_Page_.
↓↓↓

# Why do all the dress pants seem so baggy around the thighs?



## Dolman (Feb 27, 2003)

Hey everybody-

One of the main reasons I don't have many dress pants, is that I hate how I look in them whenever I go to JC Penny's, or other local mall type stores. ALL of them seem to be quite baggy in the thigh area. ( I'm bordering on thin/athletic build [34 waist, 34 Length], and these pants are just TOO loose) 
Brands that come to mind are Haggar, etc.

I found a company in the UK, Ted Baker, that makes some stuff that looks more like what I want. 
https://www.tedbaker.com/shop.do?cID=665&pID=2769
(you can enlarge and look at different view of the pants)

They seem to be sort of low rise, tighter in the thighs, yet flared at the bottom a bit. I went to a local mens clothing stores recently and spoke with an older gentleman, and he mentioned that they just don't make them like that anymore.

My question: What are some good places here in the US that have what I'm looking for?

Thanks!
Jared


----------



## Cruiser (Jul 21, 2006)

It's like you read my mind because I have this same problem. I tired some dress pants from places like Lands End, Jos. A Bank, Lauren, etc., and it felt like I needed to take two steps to get from the back of the pants to the front. They stuck out on the sides like those riding pants that horsemen wear. I even bought some MTM pants from Ravistailor in Bangkok and that still didn't solve this problem.

What I finally started doing is just buying whatever pants I like and then spend an equal amount having them altered to fit. My tailor takes in the pants from the thigh down through the knee in addition to taking in the crotch. It's a lot of work but the pants then fit the way I like; however, you do need to find a good tailor to do this. The lady down at the corner dry cleaners won't cut it.

↑↑↑

_Supplied entries_.
↓↓↓

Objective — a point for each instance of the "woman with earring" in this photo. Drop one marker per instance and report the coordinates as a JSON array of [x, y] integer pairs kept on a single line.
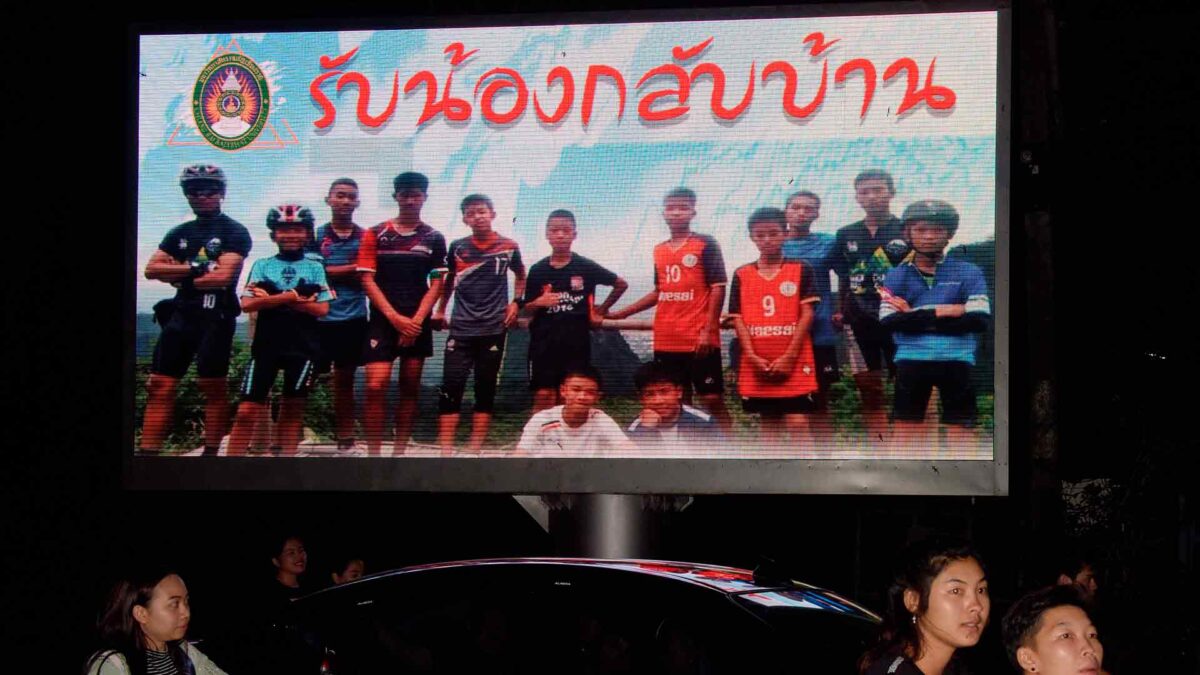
[[937, 604], [142, 629]]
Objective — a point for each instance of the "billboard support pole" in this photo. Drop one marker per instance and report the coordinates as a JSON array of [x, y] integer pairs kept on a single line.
[[611, 526]]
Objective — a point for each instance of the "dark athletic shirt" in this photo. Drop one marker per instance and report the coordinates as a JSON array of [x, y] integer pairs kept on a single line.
[[203, 240], [576, 284]]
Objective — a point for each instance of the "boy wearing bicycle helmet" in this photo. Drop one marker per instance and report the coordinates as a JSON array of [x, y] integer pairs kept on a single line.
[[935, 309], [202, 258], [289, 293]]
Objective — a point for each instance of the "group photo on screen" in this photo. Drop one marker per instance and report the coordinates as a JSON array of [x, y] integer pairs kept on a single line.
[[699, 288]]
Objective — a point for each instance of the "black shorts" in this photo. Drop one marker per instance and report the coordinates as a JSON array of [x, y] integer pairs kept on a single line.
[[550, 360], [779, 407], [382, 341], [916, 381], [262, 369], [828, 372], [484, 354], [874, 342], [191, 335], [341, 342], [703, 374]]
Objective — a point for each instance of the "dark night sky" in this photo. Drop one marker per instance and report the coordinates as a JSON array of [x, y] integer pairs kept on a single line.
[[1115, 175]]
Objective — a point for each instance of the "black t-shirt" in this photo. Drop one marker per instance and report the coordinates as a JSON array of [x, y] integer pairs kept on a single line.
[[203, 240], [576, 284], [894, 663], [863, 261]]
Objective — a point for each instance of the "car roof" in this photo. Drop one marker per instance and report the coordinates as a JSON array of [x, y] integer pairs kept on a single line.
[[730, 580]]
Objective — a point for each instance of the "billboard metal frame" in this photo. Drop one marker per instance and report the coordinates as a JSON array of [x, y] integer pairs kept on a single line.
[[613, 476]]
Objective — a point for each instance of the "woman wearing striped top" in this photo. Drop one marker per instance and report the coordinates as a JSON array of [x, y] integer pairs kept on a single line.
[[143, 628]]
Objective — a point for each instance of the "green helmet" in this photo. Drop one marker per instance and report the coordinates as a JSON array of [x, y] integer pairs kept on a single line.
[[935, 211], [289, 214], [202, 174]]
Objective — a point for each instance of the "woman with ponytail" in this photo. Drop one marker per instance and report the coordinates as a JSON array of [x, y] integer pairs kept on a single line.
[[937, 604], [142, 631]]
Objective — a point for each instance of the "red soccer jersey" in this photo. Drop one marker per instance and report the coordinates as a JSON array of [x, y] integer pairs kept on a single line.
[[769, 309], [684, 278]]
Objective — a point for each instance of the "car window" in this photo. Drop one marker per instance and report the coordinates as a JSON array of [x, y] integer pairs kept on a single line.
[[820, 641]]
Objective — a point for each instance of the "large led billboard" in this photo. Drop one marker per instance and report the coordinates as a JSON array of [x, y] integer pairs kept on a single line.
[[706, 255]]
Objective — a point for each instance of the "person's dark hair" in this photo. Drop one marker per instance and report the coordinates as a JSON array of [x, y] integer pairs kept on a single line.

↑↑↑

_Task to complete_.
Can you reproduce, word for word, the passage of the dress pants thread above that opens with the words "# Why do all" and closes with "what I want."?

_Answer below_.
# Why do all the dress pants seem so baggy around the thighs?



## Dolman (Feb 27, 2003)

Hey everybody-

One of the main reasons I don't have many dress pants, is that I hate how I look in them whenever I go to JC Penny's, or other local mall type stores. ALL of them seem to be quite baggy in the thigh area. ( I'm bordering on thin/athletic build [34 waist, 34 Length], and these pants are just TOO loose) 
Brands that come to mind are Haggar, etc.

I found a company in the UK, Ted Baker, that makes some stuff that looks more like what I want.